:: Okuma metni ::

· · · · ·

Sizden Gelenler

 

subHeader_l

Konu : Her fiilin faili Allah'tır.
Gönderen : Sabri Babadan Mektup
Tarih : 11/24/2023 2:14:50 PM


.
SABRİ BABA’DAN MEKTUP
*HER FİİLİN FAİLİ ALLAH’TIR*

Kıymetli yavrum,
Tasavvufta ne incitmek var, ne de incinmek... Aslolan her iki durumu da edeple, incelikle, zarafetle ve tasavvufun ışığıyla birleyebilmek. Bir kimse tasavvuf yoluna girip de “La faile illallah” dedikten sonra artık istese de kimseye de kırılamaz ki. Biz mana yolunda küçük yaştan itibaren büyüklerimizden bu terbiyeyi aldık. Bize böyle aşıladılar. Her fiilde mevcut olan Allah’tır, her sıfatta mevsuf olan Allah’tır, her vücutta mevcut olan Allah’tır diyen bir kimsenin artık minicik olaylar karşısında “ay ben kırıldım, ay ben gücendim” deyip sırtını dönmesi, çocuklar gibi küsmesi düşünülemez. Çünkü bir tasavvuf müntesibinin her an dünyasını dolduran bir gerçek vardır. Son nefesini verirken kimseye dargın, kırgın, küskün olmamak. Uğradığı haksızlık, maruz kaldığı hakaret ne olursa olsun onu Haktan bilmek. Demek benim bir hatam var ki bu muameleye maruz kalıyorum. Kimbilir belki de öğretmen Leman hanım hikayesinde olduğu gibi (bu hikaye gönül sohbetleri kitabında mevcuttur) otuz yıl evvel, kırk yıl evvel yaptığımız bir kabalığın, bir saygısızlığın faturasını ödüyoruzdur.
Yunus Emre bir şiirinde

“Bir çeşmeden akan su
Acı tatlı olmaya”

der. Ramazan ayında televizyonda sık sık dinlediğimiz çok güzel bir ilahi vardır:

“Güzel aşık, cevrimizi çekemezsin demedim mi
Bu bir rıza lokmasıdır, yiyemezsin demedim mi”

Bütün mesele, mana yolunda ilm-i tevhidi bilen bir manevi büyüğün himayesinde

“Narın da hoş, nurun da hoş”

diyebilmek, bu gerçeği kabullenebilmek.

Allah rahmet eylesin, çok değerli politikacı Osman Bölükbaşı emekliye ayrılıp köşesine çekildikten sonra bir gazeteci kendisine nasıl bir ruh hali içinde olduğunu sormuş. O da tebessüm ederek “bağrım Karacaahmet mezarlığı gibi” demişti. Açık söyleyeyim rahmetliyi çok severdim, çok sayardım ama, ben bu düşüncede değilim. Ben de hayatta çok zulüm gördüm. Beni çok kırdılar, çok incittiler, üstüme çok geldiler. Ama vardır bir hikmeti dedim, köşeme çekildim. Herhalde bir fatura ödüyorum dedim ve bugün Rabbime sonsuz şükürler olsun içimde sevgiden, saygıdan ve duadan başka hiçbir şey yok. Tabi bütün bunlar bir tercih meselesi. Siz de “ben bu kanaatte değilim” diyerek köşenize çekilebilirsiniz. Bu bir görüş meselesi. Eyvallah. Ama ben son nefesimde Ömer Hayyam’ın şiirindeki gibi ölmek istiyorum, Allah nasip eder inşallah:

“Sevginle gireceğim toprağa
Sevginle çıkacağım topraktan”

· · · · ·

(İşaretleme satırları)

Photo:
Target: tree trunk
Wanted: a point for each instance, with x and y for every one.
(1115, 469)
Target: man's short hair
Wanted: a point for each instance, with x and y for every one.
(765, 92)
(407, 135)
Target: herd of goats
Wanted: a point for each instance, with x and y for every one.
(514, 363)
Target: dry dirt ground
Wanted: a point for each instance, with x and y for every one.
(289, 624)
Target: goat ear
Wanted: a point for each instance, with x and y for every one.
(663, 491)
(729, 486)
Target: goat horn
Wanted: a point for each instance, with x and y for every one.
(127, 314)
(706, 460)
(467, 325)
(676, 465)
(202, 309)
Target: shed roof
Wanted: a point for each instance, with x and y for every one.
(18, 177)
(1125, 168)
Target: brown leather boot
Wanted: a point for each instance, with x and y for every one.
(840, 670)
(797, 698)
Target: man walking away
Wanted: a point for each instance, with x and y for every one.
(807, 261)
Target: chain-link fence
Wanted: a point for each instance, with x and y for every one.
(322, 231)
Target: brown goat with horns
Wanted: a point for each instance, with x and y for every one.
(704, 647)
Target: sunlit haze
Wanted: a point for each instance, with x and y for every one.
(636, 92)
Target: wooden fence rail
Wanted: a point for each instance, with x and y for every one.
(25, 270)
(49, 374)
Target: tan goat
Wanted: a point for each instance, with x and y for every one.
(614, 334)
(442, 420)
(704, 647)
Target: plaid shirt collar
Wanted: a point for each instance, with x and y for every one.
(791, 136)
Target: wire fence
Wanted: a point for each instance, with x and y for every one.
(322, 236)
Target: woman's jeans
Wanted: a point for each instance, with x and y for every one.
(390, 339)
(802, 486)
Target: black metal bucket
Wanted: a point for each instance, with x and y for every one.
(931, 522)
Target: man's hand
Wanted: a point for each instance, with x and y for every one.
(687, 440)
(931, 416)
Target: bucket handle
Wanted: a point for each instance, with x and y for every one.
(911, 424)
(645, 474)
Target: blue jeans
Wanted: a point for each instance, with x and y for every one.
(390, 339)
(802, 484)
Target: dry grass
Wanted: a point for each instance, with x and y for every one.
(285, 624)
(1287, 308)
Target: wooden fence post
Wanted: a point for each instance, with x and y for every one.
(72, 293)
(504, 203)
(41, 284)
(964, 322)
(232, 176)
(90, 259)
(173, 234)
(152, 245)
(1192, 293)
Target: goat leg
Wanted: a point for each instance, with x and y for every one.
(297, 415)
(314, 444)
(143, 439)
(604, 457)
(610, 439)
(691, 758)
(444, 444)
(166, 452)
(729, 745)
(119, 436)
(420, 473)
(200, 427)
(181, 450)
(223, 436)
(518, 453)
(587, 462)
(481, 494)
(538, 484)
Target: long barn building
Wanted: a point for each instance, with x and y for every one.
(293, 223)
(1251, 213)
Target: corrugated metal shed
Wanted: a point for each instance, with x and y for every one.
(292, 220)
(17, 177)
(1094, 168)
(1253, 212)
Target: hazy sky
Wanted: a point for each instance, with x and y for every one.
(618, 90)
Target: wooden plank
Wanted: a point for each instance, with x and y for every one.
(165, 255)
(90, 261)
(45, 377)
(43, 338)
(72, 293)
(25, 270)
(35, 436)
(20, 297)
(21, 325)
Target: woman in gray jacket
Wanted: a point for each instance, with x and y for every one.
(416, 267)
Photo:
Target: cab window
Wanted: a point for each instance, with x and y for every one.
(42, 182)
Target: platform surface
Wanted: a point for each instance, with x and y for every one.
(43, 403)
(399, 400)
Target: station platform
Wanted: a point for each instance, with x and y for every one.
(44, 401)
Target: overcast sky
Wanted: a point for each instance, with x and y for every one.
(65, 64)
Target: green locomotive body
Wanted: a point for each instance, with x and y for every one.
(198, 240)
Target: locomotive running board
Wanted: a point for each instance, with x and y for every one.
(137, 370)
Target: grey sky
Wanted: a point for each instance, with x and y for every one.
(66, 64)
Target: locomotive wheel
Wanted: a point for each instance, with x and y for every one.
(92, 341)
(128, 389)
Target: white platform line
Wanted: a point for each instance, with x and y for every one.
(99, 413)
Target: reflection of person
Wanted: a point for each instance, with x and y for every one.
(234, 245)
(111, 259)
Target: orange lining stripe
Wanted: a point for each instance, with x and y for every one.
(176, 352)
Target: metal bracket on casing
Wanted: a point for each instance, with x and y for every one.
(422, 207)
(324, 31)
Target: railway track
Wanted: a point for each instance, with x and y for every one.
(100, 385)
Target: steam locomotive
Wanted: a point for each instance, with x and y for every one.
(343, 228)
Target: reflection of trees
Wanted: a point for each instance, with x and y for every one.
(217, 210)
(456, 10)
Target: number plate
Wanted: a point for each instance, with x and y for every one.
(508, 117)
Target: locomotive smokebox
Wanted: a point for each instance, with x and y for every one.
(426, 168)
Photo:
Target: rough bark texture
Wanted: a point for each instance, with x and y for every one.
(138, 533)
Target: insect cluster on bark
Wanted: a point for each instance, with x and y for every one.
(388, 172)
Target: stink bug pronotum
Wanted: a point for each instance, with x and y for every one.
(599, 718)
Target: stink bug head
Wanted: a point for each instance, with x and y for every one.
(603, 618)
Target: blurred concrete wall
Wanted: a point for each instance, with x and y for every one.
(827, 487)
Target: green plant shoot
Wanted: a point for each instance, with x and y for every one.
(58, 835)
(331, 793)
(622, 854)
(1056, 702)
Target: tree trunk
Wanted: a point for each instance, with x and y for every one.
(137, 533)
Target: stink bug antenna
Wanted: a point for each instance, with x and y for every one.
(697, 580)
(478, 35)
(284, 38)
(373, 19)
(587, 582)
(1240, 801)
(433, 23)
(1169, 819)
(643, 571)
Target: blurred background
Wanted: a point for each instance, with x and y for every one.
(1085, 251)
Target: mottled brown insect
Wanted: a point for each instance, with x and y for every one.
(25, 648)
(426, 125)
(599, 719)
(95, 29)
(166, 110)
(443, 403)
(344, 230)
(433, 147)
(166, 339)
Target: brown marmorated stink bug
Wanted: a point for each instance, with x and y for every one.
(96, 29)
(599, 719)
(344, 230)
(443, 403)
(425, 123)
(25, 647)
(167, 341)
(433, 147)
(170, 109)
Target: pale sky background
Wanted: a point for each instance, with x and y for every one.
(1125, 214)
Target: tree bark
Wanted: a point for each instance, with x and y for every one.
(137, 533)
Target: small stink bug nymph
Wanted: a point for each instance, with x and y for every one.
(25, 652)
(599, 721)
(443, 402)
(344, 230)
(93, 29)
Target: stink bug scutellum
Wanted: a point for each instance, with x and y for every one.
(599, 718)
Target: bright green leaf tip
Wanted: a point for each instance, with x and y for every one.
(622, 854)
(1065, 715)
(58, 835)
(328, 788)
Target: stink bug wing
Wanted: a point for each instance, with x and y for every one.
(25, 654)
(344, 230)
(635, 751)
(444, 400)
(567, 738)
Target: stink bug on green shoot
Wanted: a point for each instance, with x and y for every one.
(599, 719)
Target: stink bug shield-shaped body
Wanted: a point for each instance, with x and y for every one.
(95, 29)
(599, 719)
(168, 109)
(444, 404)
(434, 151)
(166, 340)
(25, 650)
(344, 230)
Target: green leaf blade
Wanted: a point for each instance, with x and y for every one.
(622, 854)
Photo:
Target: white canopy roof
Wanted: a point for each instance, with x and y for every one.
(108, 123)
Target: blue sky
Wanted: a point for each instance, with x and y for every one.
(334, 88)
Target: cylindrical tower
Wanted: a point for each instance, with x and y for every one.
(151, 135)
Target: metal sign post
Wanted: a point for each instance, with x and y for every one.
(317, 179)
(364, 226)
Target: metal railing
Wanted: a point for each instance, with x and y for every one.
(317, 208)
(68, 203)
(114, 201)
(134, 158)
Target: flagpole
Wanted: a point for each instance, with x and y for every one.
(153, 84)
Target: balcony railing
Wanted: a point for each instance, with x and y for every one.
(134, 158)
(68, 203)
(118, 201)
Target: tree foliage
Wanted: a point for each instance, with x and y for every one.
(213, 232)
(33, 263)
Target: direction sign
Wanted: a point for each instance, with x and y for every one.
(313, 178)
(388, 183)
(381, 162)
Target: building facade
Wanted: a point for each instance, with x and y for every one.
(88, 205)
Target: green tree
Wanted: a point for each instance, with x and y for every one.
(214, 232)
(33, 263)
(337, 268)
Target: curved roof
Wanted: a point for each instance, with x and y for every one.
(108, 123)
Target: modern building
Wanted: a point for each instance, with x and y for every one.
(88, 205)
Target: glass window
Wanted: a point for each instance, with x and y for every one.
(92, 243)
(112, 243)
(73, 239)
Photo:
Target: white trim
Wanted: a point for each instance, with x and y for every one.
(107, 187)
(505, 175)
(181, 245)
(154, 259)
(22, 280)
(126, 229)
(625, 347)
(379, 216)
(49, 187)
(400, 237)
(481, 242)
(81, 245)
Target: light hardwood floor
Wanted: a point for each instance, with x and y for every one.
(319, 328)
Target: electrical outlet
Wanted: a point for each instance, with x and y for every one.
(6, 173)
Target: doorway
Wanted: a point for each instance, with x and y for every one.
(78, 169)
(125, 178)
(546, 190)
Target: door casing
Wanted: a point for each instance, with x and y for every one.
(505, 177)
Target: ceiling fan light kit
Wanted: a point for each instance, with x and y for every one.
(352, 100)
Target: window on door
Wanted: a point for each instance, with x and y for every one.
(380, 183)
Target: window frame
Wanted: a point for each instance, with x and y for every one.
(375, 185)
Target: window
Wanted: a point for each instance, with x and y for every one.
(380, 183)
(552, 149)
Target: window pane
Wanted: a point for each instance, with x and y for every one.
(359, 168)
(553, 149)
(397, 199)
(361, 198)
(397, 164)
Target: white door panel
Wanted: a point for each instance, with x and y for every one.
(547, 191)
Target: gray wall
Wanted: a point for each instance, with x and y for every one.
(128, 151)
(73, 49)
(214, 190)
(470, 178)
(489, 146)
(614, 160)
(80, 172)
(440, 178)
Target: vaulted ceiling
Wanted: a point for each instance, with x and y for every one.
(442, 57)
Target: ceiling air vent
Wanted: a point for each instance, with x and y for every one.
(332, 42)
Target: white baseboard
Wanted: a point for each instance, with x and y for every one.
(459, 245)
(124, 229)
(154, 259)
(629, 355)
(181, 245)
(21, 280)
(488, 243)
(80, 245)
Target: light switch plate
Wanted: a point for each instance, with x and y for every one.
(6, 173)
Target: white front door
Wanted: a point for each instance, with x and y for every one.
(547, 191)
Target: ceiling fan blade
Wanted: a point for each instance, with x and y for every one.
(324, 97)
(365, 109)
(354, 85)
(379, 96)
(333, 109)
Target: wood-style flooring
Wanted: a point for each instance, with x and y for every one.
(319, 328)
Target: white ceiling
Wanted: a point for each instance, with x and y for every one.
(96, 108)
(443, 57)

· · · · ·

:: Alıştırma A ::
Mektuptaki şu cümleyi İngilizceye çevirin: "Biz mana yolunda küçük yaştan itibaren büyüklerimizden bu terbiyeyi aldık."
:: Alıştırma B ::
Mektubun "der. Ramazan ayında" sözlerinden "bu gerçeği kabullenebilmek." sözlerine kadar olan kısmını hiç değiştirmeden yineleyin.

:: Tam cevap A ::
On the spiritual path, we received this upbringing from our elders from an early age.

:: Tam cevap B ::
der. Ramazan ayında televizyonda sık sık dinlediğimiz çok güzel bir ilahi vardır:

“Güzel aşık, cevrimizi çekemezsin demedim mi
Bu bir rıza lokmasıdır, yiyemezsin demedim mi”

Bütün mesele, mana yolunda ilm-i tevhidi bilen bir manevi büyüğün himayesinde

“Narın da hoş, nurun da hoş”

diyebilmek, bu gerçeği kabullenebilmek.